WHAT THIS EXERCISE ASKS.
- A) In the forum thread on moving from Australia to Malaysia, which area does the reply name as having safe, reasonably priced housing with an international school right there?
- B) Report how many lines of the records contain the string "striped", treating uppercase and lowercase letters as different. Give the number alone.

# Considering move from Australia to Malaysia



## SBLocal

I'm exploring an opportunity to move within my company (technical services consultancy) from Sydney to Kuala Lumpur. I'm married with two young daughters under five and have a relatively hefty mortgage here in Aus. 
If we are to make the move, I would be on a similar salary (150k $AUD) and would like to rent out the house in Aus. I was wondering if other members could share their experiences with making a similar move. In particular:
-Was it hard to find a quality standard of housing? If not, was the cost of this housing (rent or buy) expensive from a western perspective?
-Since my girls don't speak Malay or Chinese, they would have to go to the international schools. Are these hard to get into? Egregiously expensive?
- I know the cost of living is relatively cheap, but is this the same story for an expat professional?
- Experiences with procuring and having a nanny?
- My wife has Coeliac's and can't have any gluten. Any idea about the gluten free consciousness in Malaysia?

All in all, we think this is a good opportunity, but have reservations, particularly when it comes to our kids. I imagine Malaysia is a safer country than Aus, but am worried about the quality of education they will receive in their formative years. 
Anyway, any advice or relation of your experiences would be much appreciated.

Thanks,
SB Local


----------



## Annwalt

Hi, in reply to a few of your queries, 

Yes there is a pretty good selection of Gluten free foods in the supermarkets. 

Housing, now, there are quite a few good areas for expat living, it all depends on your requirements... for instance, at Desa Park City there is great, safe and reasonable price housing and an International School right there. You would be wise to have your housing and moving costs covered by your company. 

Yes, schooling at international schools are expensive, once again it would be wise if you could get this as part of your package. I am over having school age children but do have another expat family that I am in touch with and it seems the schooling is pretty damn good. Good health insurance is a MUST as part of your package as well. You would be best to rent first and it should be in a gated/guarded community.

PLease keep in mind that everything that you are awarded in your package is taxable. Ensure you have an experienced expat tax agent once you are here.

Safety is an issue here. Snatch and grabs, smash and grabs(smash vehicle windows and grabbing stuff from cars, even when sitting at lights) attacks in carparks etc. Extra caution at all times and you must always be alert. Safe sensible practices are the way to go. I also drive a SUV, for wife and kiddies, I would recommend this also.....tis higher up and more difficult for motorcycle riders to get into. Public transport is not something I would use bu it is up to individual choice.

The actual cost of living is not too bad here but you will find there is times when being an expat will go against you when it comes to prices. The supermarkets of course are a little dearer due to probable import costs of the foods we like to be able to get. Eating the local foods in the local eatery places is awesome and way cheap. I drink the local water from the tap.......it is filtered twice where I am so way safe....even tastes better than Brisbane water did.

It seems there is a shortage of domestic workers but there are expat places that can guide you to the better Agencies for a nanny/maid.

I have now been here for 2 years and there are several things that drive me completely insane.........dealing with redtape and bad attitudes and slow to action in govt departments and the horrible crazy traffic. 

Hope this give you some ideas to get the ball rolling.

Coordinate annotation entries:
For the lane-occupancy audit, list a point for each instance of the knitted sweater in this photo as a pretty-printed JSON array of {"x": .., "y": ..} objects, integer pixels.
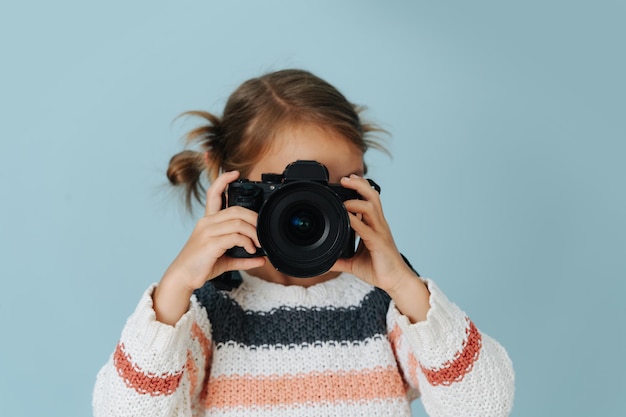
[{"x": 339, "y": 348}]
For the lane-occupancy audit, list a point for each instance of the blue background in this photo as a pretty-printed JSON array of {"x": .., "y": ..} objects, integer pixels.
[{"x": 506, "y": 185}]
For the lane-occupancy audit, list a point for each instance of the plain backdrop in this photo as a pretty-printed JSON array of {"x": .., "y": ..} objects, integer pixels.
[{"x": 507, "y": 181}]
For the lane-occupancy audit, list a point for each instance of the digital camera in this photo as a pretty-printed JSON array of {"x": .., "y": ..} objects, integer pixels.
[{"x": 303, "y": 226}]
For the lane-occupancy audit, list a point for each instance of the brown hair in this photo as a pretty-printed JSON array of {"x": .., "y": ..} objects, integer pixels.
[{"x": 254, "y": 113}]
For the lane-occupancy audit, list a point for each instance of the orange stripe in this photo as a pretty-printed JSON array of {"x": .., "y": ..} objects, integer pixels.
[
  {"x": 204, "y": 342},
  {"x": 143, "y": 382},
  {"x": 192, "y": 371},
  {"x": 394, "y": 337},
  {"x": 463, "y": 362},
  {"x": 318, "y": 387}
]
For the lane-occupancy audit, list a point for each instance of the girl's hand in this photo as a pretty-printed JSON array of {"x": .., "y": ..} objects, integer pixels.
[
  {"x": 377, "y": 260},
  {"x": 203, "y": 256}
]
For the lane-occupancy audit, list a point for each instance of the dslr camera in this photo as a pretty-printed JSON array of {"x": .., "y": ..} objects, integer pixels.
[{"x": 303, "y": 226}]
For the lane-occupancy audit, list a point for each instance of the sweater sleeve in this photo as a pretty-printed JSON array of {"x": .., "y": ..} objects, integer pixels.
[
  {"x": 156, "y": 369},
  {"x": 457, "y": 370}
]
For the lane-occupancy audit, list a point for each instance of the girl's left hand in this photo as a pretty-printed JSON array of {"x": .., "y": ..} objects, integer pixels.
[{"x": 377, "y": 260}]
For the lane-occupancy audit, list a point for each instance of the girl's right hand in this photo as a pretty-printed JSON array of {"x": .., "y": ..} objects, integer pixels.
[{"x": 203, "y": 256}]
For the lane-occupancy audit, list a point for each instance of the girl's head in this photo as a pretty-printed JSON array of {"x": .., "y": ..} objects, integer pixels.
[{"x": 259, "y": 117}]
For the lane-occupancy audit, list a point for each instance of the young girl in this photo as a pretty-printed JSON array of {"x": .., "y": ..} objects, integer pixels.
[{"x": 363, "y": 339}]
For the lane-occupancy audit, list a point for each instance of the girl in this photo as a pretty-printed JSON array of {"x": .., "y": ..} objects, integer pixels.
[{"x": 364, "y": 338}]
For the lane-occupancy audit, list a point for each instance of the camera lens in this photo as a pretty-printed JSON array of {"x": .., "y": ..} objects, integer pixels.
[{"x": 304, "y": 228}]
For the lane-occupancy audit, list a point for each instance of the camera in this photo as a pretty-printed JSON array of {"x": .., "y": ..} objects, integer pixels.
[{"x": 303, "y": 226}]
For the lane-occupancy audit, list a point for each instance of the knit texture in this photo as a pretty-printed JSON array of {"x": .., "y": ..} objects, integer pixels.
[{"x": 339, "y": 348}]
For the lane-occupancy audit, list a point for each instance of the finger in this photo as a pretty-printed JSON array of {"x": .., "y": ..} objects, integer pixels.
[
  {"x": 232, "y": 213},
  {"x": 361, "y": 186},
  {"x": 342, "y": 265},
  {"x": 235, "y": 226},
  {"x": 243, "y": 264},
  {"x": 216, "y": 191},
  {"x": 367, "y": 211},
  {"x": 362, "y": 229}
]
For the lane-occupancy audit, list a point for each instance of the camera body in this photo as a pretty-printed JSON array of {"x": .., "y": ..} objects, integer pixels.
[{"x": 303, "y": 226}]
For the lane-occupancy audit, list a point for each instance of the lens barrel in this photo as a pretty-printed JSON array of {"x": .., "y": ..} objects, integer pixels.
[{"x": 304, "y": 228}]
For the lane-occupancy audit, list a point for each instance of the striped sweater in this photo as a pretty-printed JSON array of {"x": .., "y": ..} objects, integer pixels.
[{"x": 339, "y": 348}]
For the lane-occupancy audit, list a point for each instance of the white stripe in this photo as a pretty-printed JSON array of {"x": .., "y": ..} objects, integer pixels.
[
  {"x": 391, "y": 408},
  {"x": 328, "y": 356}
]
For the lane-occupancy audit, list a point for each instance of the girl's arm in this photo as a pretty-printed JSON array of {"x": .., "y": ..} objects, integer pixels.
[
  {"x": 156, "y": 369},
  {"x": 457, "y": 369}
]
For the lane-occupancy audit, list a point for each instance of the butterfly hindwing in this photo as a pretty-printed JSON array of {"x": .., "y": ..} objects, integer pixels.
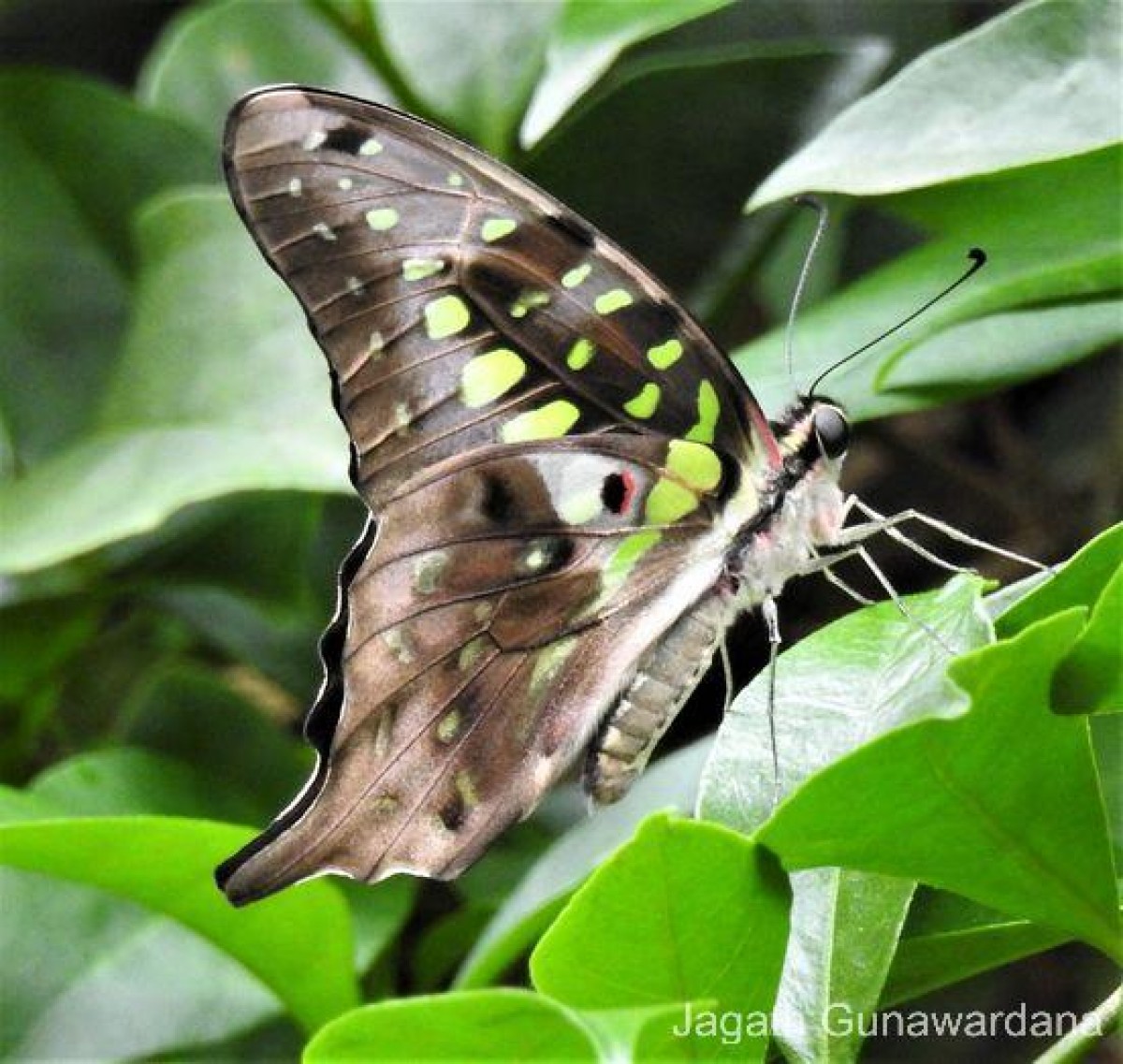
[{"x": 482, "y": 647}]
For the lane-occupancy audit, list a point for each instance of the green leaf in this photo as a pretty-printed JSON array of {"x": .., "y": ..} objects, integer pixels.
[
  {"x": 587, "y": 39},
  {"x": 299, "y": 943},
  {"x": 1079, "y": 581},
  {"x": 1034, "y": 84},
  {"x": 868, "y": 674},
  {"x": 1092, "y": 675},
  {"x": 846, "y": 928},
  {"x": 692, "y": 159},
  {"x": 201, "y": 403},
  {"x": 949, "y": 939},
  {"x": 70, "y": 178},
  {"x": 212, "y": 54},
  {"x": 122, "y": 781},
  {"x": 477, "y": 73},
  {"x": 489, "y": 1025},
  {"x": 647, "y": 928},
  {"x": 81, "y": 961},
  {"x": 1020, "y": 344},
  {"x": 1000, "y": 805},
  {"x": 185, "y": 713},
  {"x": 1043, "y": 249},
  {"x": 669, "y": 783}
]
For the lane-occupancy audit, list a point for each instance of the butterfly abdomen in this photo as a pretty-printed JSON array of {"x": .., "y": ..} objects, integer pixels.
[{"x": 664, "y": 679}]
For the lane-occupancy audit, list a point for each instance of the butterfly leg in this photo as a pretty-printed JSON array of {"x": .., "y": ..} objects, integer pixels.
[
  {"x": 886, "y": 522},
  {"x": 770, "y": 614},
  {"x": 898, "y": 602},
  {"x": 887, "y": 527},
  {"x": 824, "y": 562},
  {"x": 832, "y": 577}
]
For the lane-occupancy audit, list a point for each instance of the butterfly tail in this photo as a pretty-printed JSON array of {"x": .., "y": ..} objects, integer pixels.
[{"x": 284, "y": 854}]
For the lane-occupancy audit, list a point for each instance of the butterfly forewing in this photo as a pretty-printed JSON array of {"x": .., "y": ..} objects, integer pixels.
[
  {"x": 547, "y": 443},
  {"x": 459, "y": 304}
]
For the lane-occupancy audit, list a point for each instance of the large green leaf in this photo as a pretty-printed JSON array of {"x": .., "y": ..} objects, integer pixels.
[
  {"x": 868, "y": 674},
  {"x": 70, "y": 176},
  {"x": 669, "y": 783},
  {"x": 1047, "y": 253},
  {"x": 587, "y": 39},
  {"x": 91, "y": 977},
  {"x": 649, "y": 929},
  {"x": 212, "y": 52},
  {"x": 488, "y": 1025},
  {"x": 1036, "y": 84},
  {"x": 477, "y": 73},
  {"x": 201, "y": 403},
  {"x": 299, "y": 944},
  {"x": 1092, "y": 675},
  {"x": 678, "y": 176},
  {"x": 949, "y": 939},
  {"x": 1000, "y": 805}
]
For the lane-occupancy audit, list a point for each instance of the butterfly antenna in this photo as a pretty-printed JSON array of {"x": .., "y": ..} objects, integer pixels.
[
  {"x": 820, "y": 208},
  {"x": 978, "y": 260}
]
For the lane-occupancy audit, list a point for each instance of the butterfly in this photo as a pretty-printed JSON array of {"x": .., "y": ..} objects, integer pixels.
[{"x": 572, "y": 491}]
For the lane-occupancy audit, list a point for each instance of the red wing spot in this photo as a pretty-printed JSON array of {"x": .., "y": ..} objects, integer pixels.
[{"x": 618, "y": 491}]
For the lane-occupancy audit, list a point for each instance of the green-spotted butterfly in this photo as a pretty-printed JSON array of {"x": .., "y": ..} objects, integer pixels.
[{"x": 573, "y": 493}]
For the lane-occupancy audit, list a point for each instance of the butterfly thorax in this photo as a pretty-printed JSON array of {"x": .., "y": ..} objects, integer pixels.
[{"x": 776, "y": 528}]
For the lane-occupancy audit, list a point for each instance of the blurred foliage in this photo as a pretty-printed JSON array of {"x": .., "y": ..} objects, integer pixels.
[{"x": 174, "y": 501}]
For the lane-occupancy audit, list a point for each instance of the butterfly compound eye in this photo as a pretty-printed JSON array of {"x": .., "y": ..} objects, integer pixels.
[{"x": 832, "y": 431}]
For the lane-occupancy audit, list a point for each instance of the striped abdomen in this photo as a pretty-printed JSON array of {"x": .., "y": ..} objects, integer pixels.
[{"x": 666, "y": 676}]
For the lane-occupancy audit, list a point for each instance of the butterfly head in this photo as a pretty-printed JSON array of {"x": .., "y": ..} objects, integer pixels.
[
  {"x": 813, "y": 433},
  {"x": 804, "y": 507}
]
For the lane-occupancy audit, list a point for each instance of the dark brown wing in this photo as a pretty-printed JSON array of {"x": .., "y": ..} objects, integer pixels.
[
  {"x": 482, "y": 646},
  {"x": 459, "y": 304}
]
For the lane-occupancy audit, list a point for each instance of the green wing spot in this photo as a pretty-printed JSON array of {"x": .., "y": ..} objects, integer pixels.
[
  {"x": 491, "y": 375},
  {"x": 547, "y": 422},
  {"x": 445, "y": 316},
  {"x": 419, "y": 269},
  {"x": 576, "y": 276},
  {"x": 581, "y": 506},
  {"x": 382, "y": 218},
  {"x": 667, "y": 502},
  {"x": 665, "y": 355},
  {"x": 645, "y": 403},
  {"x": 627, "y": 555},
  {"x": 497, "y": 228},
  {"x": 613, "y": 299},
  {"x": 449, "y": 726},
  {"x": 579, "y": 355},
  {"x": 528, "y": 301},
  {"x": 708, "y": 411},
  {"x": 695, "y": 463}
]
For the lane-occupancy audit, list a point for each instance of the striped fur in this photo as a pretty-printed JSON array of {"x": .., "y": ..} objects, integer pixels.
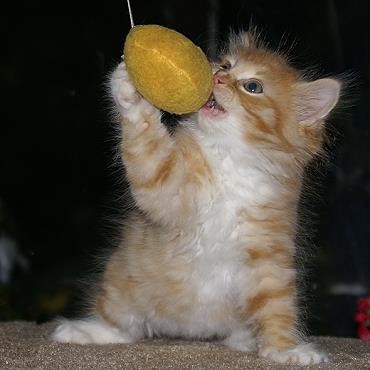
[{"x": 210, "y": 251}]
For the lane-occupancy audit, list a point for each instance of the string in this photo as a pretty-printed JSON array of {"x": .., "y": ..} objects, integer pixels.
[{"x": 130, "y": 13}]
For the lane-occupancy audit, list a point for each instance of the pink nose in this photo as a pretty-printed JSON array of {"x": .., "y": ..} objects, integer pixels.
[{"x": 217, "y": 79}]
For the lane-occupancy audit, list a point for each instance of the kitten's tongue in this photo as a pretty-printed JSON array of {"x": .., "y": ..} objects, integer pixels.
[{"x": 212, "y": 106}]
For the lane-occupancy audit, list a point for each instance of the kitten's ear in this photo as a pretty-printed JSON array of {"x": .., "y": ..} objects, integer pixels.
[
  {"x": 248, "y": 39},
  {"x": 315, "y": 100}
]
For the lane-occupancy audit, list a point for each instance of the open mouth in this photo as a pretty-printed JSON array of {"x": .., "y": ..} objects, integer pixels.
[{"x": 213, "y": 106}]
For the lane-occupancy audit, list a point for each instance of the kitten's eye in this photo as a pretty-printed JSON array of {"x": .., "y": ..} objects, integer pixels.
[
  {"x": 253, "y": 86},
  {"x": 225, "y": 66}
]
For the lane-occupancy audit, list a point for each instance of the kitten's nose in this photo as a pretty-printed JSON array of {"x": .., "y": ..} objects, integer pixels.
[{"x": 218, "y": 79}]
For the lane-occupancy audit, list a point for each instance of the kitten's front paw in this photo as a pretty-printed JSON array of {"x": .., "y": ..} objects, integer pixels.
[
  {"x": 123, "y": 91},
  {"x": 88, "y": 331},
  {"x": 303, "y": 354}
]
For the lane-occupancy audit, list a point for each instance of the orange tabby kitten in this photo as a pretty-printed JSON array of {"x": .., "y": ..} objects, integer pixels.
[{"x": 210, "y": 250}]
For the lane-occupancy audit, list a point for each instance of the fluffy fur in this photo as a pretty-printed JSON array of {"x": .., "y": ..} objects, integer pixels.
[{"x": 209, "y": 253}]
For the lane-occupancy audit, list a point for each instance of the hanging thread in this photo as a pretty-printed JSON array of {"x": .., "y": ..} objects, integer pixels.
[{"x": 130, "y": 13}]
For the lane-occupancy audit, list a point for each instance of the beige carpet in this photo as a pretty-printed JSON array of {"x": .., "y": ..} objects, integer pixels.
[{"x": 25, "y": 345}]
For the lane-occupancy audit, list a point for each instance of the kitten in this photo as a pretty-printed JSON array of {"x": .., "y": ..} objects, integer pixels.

SOLUTIONS TO THE PROBLEMS.
- A) Desa Park City

- B) 3